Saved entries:
++++++

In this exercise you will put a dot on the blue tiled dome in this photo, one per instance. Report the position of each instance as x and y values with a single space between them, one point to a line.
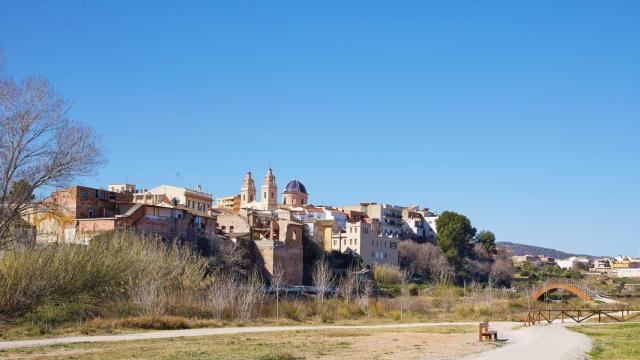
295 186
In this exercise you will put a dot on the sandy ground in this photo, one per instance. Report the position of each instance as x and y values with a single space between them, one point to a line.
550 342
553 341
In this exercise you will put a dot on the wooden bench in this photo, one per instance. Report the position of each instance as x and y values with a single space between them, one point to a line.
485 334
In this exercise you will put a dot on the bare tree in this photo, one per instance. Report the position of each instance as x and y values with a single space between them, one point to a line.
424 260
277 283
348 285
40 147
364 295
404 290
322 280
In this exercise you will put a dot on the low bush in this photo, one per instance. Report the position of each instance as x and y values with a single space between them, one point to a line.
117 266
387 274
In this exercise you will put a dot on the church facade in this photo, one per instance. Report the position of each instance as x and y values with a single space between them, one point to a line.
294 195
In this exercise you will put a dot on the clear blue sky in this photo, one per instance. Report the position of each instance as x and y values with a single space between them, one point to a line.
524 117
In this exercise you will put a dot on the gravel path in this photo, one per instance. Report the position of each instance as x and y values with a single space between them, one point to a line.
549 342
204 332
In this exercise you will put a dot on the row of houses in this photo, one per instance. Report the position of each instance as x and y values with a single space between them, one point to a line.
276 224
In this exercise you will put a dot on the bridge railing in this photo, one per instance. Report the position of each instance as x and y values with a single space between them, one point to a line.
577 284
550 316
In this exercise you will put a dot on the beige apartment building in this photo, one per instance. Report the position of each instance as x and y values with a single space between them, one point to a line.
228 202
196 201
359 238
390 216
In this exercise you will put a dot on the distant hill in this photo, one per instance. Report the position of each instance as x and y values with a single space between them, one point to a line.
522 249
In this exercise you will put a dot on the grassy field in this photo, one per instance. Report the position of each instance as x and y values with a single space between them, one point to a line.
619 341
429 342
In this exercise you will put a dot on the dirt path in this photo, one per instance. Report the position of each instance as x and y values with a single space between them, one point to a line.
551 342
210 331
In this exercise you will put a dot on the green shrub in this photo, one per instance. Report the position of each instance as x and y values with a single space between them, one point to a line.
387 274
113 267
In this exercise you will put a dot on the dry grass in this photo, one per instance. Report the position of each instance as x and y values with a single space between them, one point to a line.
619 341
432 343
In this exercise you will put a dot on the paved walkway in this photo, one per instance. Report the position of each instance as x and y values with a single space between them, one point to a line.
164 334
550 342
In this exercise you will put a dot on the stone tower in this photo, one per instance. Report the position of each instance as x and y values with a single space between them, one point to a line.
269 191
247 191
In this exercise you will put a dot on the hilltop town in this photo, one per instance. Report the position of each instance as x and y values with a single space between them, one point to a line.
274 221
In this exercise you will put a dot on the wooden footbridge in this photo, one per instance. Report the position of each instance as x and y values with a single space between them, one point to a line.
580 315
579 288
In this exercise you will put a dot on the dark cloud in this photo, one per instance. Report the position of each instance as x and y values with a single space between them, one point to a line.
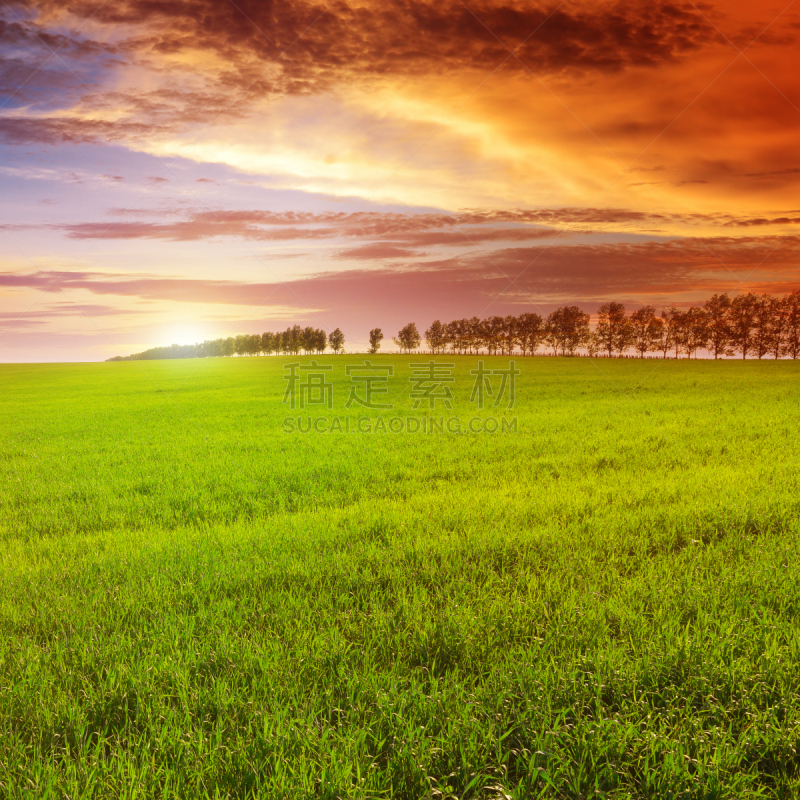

++++++

**TASK STATEMENT:** Although the records contain pictures, the copy should hold only their text, reproduced exactly.

**RESULT BELOW:**
In this exercise you will put a dot on the blue tiled dome in this photo, one per instance. Report the position of each instance as x and y values with a single space between them, one point to a line.
295 186
In this exercise you will put a dot on the sandy ground in this photo, one per instance. Report the position of each instance as x and y values with a single space between them, one point to a line.
550 342
553 341
In this exercise you will put a dot on the wooden bench in this photo, one per instance. Report the position of each instance as x and y values with a single space between them, one point to a line.
485 334
In this exercise you will put a dot on the bare tree in this photo, one per instance. Report the position of each instance as x and y values with a single space between them, one point to a line.
424 260
277 283
348 285
40 147
364 295
404 290
322 280
In this exercise you will put a dot on the low bush in this photo, one per instance. Report the position of each instance as x and y values with a single space between them, one point to a line.
117 266
387 274
In this exercise you will put a dot on the church facade in this photo, one per instance. Report the position of each instance as x and y values with a single space between them, one point to a line.
294 195
In this exercise you will put a dot on the clear blue sky in this photo, one per instance. Report the position of each instance as x and y values with a single space between them, one point to a line.
524 117
In this exercise you will put a dot on the gravel path in this photo, one per instance. Report the position of each instance as x and y values with a single space between them, one point to a line.
549 342
204 332
In this exercise you will put a dot on the row of houses in this photo, one per instance. Report the position of each instance as x and y values with a single space between them, one point to a line.
276 224
In this exercise you will put a dot on the bridge railing in this photo, one per instance. Report the position of each instance as x and y values with a single space between them, one point to a line.
577 284
550 316
In this exercise you will put a dot on the beige apartment building in this photo, one per instance. Report the position of each instance as x and y values with a single space between them, one point to a line.
228 202
196 201
359 238
390 216
In this exercise you will put a dot on the distant hill in this photo, one per instance. Report the position of each instance as x and y values with a single space between them, one point to a line.
522 249
In this exercise you will put a dot on the grassy field in this photo, one per instance. Report the position of each instance as x and y values with a single space between them, one point to a line.
619 341
429 342
In this exercise you will put a dot on the dirt path in this photo, one per instance. Report the position of each instance as x and y values with a single space between them, one point to a line.
551 342
210 331
In this exercise you will put a dot on the green shrub in this photo, one per instance. Report the position of each instance as x and y values with a single space between them, one point to a line.
387 274
113 267
In this exercise you will put a dot on the dry grass in this photo, one per instance. Report the position of each instance as x and y values with a single space between them, one point to a line.
619 341
432 343
In this exercise you will put a dot on the paved walkway in this photo, one per instance. Report the position of each instance as x and y values with a single space between them, one point to a line.
164 334
550 342
In this exercise you will put a dot on the stone tower in this photo, one per instance. Report the position of each instance as x and y values with a single space between them, one point to a line.
269 191
247 191
In this exercise you will put a dot on the hilltop town in this photo, one per instance. Report the position of each instance as x and y values with a single space between them, one point to a line.
274 221
In this exercise you will put a dot on the wooden footbridge in this photo, one per instance. Report the position of each instance as x and y values with a single space between them, one point to a line.
580 315
579 288
In this exercise you will put a dot on the dark cloud in this photo, one per instance. Report the position of each instance as x and y values with a single space between them, one point to a line.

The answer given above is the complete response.